CONSEGNE>
1 - Stabilisci se ciascuna affermazione, da (a) a (c), concorda con il testo di partenza e rispondi sì o no, citando tra virgolette le parole del testo che lo decidono.
(a) La Festa del Battesimo del Signore è stata celebrata la domenica precedente.
(b) La Chiesa vive nell'Avvento soltanto nelle quattro settimane prima del Natale.
(c) Giovanni Battista ha indicato se stesso.
2 - Rispondi alle domande seguenti basandoti sul testo di partenza.
(a) In quale data si è svolto l'incontro?
(b) Quale figura viene definita la figura per eccellenza dell'Avvento?
(c) Quale compito ha la Chiesa secondo il testo?

TESTO DI PARTENZA>
====

In occasione dell’incontro del Consiglio di Gestione del Comitato Cattolico
per la Collaborazione Culturale, nella Cappella della Domus Sanctae Marthae, Città del Vaticano, 4 gennaio 2017

 “Ecco l’agnello di Dio, ecco colui che toglie il peccato del mondo!” [Gv 1,29]

 

Con la Festa del Battesimo del Signore, celebrata domenica scorsa, siamo tornati al tempo ordinario del calendario liturgico. Ma, subito dopo il Natale, guardando alla figura di Giovanni Battista presentataci nel Vangelo odierno, ovvero alla figura per eccellenza dell’Avvento, capiamo che anche dopo il Natale non possiamo lasciarci alle spalle l’Avvento, ma dobbiamo sempre ritornare ad esso. La Chiesa, infatti, non vive soltanto nelle quattro settimane che precedono il Natale, ma vive sempre nell’Avvento. La Chiesa è una comunità di fede che è segnata interamente dall’Avvento, e non ha altro compito se non quello di indicare, con la sua vita e con le sue parole, il Cristo che viene. Cristo ci precede sempre e noi possiamo solo seguirlo – come ha fatto Giovanni Battista che non ha mai indicato se stesso, ma ha sempre indicato colui che viene. E lo ha fatto con parole che esprimono la più profonda identità di Gesù Cristo: “Ecco l’agnello di Dio, ecco colui che toglie il peccato dal mondo.”

====

MATERIALE FORNITO>

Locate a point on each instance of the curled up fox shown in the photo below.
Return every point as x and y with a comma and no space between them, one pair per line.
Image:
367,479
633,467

====

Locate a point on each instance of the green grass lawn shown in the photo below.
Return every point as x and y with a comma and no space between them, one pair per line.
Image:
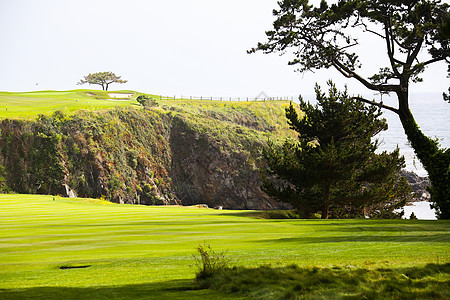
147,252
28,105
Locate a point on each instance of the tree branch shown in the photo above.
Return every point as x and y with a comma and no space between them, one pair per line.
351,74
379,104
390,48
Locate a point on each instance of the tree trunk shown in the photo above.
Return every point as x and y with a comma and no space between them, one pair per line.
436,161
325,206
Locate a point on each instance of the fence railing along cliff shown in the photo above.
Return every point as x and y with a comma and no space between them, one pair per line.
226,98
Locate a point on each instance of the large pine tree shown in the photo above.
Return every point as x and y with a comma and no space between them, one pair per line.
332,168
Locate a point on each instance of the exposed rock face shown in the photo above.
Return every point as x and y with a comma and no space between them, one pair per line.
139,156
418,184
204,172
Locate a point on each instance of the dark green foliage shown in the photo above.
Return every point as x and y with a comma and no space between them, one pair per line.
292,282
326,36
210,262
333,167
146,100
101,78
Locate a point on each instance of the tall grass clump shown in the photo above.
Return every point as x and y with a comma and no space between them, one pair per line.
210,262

====

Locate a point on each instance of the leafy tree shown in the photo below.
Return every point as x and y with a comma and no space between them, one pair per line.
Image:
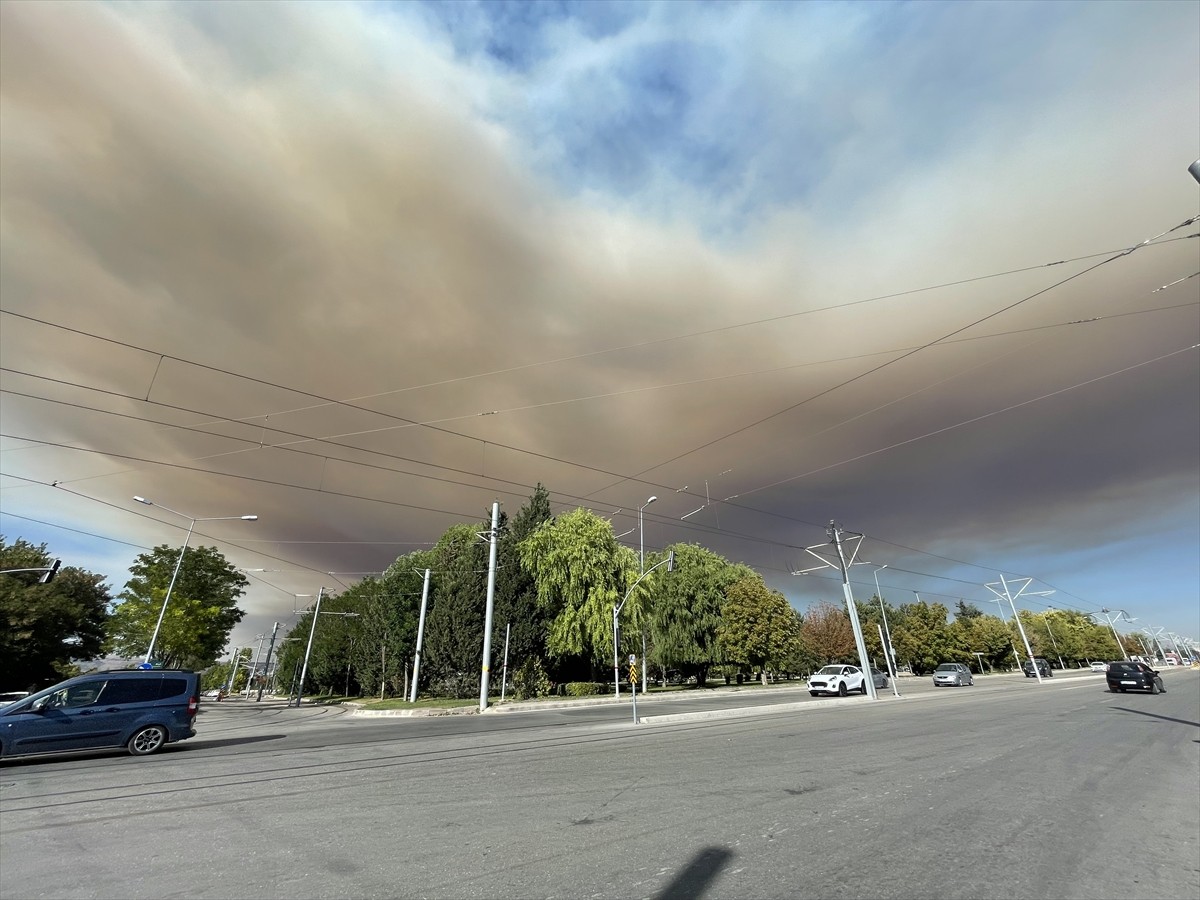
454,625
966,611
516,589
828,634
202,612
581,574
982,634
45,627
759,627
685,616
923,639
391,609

====

RISPOSTE ALLE CONSEGNE>
1 -
(a) Sì: "Con la Festa del Battesimo del Signore, celebrata domenica scorsa"
(b) No: "La Chiesa, infatti, non vive soltanto nelle quattro settimane che precedono il Natale, ma vive sempre nell’Avvento."
(c) No: "come ha fatto Giovanni Battista che non ha mai indicato se stesso"

2 -
(a) Il 4 gennaio 2017.
(b) Giovanni Battista.
(c) Indicare, con la sua vita e con le sue parole, il Cristo che viene.